▶ Provided data:
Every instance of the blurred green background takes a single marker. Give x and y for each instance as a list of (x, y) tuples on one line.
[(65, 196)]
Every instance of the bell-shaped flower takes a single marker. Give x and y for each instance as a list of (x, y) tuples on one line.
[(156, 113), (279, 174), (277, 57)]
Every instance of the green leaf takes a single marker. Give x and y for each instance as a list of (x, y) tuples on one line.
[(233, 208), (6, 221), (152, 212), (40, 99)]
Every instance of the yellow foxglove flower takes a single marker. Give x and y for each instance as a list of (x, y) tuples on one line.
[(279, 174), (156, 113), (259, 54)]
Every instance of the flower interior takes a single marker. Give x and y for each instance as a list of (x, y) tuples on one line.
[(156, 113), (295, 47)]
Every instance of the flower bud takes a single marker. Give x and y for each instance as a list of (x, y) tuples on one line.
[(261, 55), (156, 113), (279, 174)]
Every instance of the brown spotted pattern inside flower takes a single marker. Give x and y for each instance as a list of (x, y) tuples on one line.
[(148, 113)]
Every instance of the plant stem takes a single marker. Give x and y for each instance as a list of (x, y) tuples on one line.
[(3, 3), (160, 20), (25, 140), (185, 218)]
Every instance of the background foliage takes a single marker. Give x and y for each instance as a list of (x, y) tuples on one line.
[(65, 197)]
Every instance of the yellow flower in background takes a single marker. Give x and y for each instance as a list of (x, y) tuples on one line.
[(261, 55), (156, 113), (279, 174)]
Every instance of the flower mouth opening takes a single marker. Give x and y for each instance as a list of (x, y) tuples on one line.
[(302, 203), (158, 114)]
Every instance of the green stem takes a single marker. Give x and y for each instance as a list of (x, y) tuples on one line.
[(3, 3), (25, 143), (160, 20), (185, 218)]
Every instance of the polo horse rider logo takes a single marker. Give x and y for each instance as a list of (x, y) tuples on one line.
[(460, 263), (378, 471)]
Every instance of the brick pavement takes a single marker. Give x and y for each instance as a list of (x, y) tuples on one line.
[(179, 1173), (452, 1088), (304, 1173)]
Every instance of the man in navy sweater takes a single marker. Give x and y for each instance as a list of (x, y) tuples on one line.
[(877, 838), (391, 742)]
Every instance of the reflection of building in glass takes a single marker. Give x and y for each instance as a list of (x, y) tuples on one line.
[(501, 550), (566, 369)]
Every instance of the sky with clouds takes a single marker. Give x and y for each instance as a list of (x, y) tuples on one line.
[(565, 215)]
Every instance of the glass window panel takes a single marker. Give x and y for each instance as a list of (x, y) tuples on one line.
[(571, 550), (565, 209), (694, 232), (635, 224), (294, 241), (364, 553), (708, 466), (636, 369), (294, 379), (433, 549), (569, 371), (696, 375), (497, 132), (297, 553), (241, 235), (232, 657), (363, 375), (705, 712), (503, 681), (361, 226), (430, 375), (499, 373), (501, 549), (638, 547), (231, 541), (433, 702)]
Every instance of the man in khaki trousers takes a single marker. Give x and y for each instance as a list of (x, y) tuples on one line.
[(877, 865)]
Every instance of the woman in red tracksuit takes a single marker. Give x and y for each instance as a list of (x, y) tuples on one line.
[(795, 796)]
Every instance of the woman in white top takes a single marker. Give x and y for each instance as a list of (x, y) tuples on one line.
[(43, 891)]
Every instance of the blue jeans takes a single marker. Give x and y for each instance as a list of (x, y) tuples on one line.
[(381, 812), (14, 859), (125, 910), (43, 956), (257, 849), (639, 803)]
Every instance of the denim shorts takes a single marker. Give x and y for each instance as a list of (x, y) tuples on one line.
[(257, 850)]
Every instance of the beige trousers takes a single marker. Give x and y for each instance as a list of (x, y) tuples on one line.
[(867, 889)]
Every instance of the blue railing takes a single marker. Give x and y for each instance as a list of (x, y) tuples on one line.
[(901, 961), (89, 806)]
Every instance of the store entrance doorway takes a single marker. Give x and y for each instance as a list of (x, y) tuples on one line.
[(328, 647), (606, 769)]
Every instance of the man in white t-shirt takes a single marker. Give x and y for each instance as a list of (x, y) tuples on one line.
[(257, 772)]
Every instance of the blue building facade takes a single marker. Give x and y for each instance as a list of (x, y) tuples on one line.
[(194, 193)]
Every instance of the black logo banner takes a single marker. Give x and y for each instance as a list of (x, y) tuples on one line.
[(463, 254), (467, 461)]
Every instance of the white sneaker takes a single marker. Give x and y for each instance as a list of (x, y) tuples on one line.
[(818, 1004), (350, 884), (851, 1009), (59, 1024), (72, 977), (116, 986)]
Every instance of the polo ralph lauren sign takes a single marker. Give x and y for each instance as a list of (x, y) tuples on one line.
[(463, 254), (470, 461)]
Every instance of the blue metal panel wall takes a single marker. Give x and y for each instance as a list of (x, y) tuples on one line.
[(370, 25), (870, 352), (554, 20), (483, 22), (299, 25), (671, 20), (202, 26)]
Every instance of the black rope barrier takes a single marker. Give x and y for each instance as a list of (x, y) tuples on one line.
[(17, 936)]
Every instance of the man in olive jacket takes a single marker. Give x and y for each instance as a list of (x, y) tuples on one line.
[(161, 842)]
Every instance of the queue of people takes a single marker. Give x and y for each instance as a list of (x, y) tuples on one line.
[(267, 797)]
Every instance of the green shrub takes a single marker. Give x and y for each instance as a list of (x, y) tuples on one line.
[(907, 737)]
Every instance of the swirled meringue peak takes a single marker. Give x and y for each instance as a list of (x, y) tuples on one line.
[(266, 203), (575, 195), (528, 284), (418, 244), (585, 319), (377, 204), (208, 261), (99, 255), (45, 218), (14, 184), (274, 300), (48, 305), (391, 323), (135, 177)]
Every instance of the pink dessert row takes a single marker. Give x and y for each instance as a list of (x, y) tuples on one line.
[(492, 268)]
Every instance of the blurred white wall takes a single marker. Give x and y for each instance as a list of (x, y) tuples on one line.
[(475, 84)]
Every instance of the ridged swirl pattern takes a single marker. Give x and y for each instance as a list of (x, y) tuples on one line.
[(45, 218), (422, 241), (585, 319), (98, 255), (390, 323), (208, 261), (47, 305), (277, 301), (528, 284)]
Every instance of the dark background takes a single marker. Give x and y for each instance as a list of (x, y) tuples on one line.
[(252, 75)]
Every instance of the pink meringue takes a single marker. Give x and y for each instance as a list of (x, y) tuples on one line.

▶ Problem statement:
Reproduce every row above verbatim, in the same order, without changing a single character.

▶ Complete response:
Every instance of the blurred green background takes a single marker. Give x and y for each instance as a list of (x, y) tuples on one line.
[(65, 196)]
Every instance of the bell-shaped flower takes a single marker. Give x and y for each instance as a list of (x, y) tuples on one line.
[(156, 113), (279, 174), (277, 57)]
Every instance of the green leaf takes a single marker. Give x and y for each instance as a list of (x, y) tuples on one line.
[(233, 208), (6, 221), (152, 212), (40, 99)]
Every instance of the yellow foxglove flower takes a single marker. Give x and y for each instance as a list of (x, y) tuples on one line.
[(279, 174), (156, 113), (259, 54)]
Every instance of the flower interior takes a single marker. Give x and y for each instance as a list of (x, y) tuples on one line.
[(156, 113), (295, 47)]
Every instance of the flower bud takes a single marker. Give x and y for each instance as a list of (x, y) tuples on one line.
[(261, 55), (156, 113), (279, 174)]
Every instance of the brown spotted pattern inside flower takes a single marker. Give x and y for each instance as a list of (x, y) tuples on one line.
[(148, 113)]
Every instance of the plant stem takes a single marker. Give x and y for each instance as a list of (x, y) tuples on one line.
[(3, 3), (160, 20), (25, 140), (185, 218)]
Every instance of the background foliage takes a single marker. Give x and y for each instance as a list of (x, y) tuples on one line.
[(65, 197)]
Every instance of the yellow flower in background takes a single marker. Give x and y for each instance as a list of (x, y) tuples on one line.
[(261, 55), (156, 113), (279, 174)]
Every instance of the flower mouth opening takes a single marker. Give x and y for each instance as a list of (x, y) tuples on one line.
[(302, 203), (158, 114)]
Every instance of the green stem takes a single marker. Give x and y for each instance as a list of (x, y) tuples on one line.
[(3, 3), (25, 143), (160, 20), (185, 218)]
Every instance of the polo horse rider logo takes a single marker. Give x and y for each instance as a list of (x, y) tuples on one line.
[(460, 263), (378, 471)]
Every instance of the brick pavement takes a single marker. Give x and y for each instance as a list of (x, y) tuples on one line.
[(179, 1173), (452, 1088), (304, 1173)]
Every instance of the man in navy sweater takes a single marker. Give x and y for each instance as a list of (x, y) tuples on one line.
[(877, 838), (391, 742)]
Every instance of the reflection of building in glass takes a single marker. Give x and y for each instance as a list of (x, y) tuples on one line.
[(501, 550), (566, 369)]
Every instance of the sky with clouds takes a single marker. Give x and y for each instance as a list of (x, y) tuples on one line.
[(565, 215)]
Every instance of the glass window panel takes a single marker. Give x and y for each instance as a list of (x, y) tuples on one line.
[(571, 550), (565, 209), (694, 232), (635, 224), (294, 241), (364, 553), (708, 466), (636, 369), (294, 379), (433, 549), (569, 371), (696, 375), (497, 132), (297, 553), (241, 235), (232, 657), (363, 375), (705, 712), (503, 681), (361, 226), (430, 375), (499, 373), (501, 549), (638, 547), (231, 541), (433, 702)]
Every instance of the man in khaki trousers takes a single marker. Give x and y for each instance as a list of (x, y) tuples on one line.
[(877, 865)]
Every instance of the woman in red tracksuit takes a single marker. Give x and y for each instance as a list of (x, y) tuples on one line.
[(795, 796)]
Every instance of the woman in white top takes a single marker. Give x and y for each instance as a list of (x, y) tuples on one line.
[(43, 891)]
Every instance of the blue jeans takes a single marker. Give x and y for each instance as a list of (x, y) tuples on one line.
[(381, 812), (14, 859), (125, 910), (43, 956), (257, 849), (639, 803)]
Every instance of the denim shorts takes a single marker. Give x and y for each instance as a list of (x, y) tuples on one line.
[(257, 850)]
Every instance of the beige trousers takes a single marker. Give x and y for each instance as a list of (x, y) tuples on one line.
[(867, 889)]
Every instance of the blue railing takes a single marker. Give x and y for each instance as a list of (x, y) tuples on one line.
[(901, 961), (89, 806)]
Every instance of the store entrance doorway takes a single marker. Give x and y for each instance as a list of (x, y) tuples on one line.
[(328, 647), (606, 769)]
Every instance of the man in white t-shirt takes a single marker. Give x and y for each instance as a list of (x, y) tuples on one line.
[(257, 772)]
Every instance of the blue building facade takes a single marker. Give x and y for each instance as a list of (x, y) tuples on one line.
[(194, 193)]
Every instance of the black logo banner takes a single marker. Give x and y for each instance as a list of (x, y) tuples on one line.
[(463, 254), (467, 461)]
Every instance of the white sneaker takes a single marker. Give x and y for each instance as a list of (x, y) tuples on one line.
[(818, 1004), (350, 884), (851, 1009), (59, 1024), (72, 977), (116, 986)]
Every instance of the polo ralph lauren sign takes a single marker. Give x and y for each instance as a list of (x, y) tuples on one line.
[(463, 254), (470, 461)]
Every instance of the blue metal panel wall takes a single marker. Give x and y for each instance as a list of (x, y) tuples on one line.
[(370, 25), (870, 352), (554, 20), (483, 22), (299, 25), (671, 20), (202, 26)]
Every instance of the black rope barrier takes a single marker. Give x and y for each instance as a list of (x, y) tuples on one line.
[(17, 936)]
Every instance of the man in olive jacket takes a single marker. Give x and y for each instance as a list of (x, y) tuples on one line.
[(161, 842)]
Every instance of the queue of people takes a single marker. Give x and y for each instance as a list of (x, y) tuples on one line.
[(267, 797)]
Every instance of the green shrub takes a single marker. Give x and y for each instance as a list of (x, y) tuples on one line.
[(907, 737)]
Every instance of the swirled meringue peak takes a single marker. Give x and y for each instance as a list of (x, y) tuples on one line.
[(266, 203), (575, 195), (528, 284), (418, 244), (585, 319), (377, 204), (208, 261), (99, 255), (45, 218), (14, 184), (274, 300), (48, 305), (391, 323), (135, 177)]
Every instance of the pink dessert row takes a single marker. Give x and y for each instance as a list of (x, y) tuples on one line.
[(492, 268)]
Every instance of the blurred white wall takes a single marker. Give x and y for each instance as a list of (x, y) tuples on one line.
[(475, 84)]
Every instance of the ridged swirl pattern takes a single marker. Give x and y for each instance as a list of (x, y) tuples on one line.
[(45, 218), (422, 241), (585, 319), (98, 255), (390, 323), (208, 261), (47, 305), (277, 301), (528, 284)]
Every instance of the dark background takes a single marker. Give x and y for each instance as a list of (x, y) tuples on one line.
[(252, 75)]
Every instance of the pink meringue takes a single marker. Give x and y for each instance as a list of (x, y) tuples on one line.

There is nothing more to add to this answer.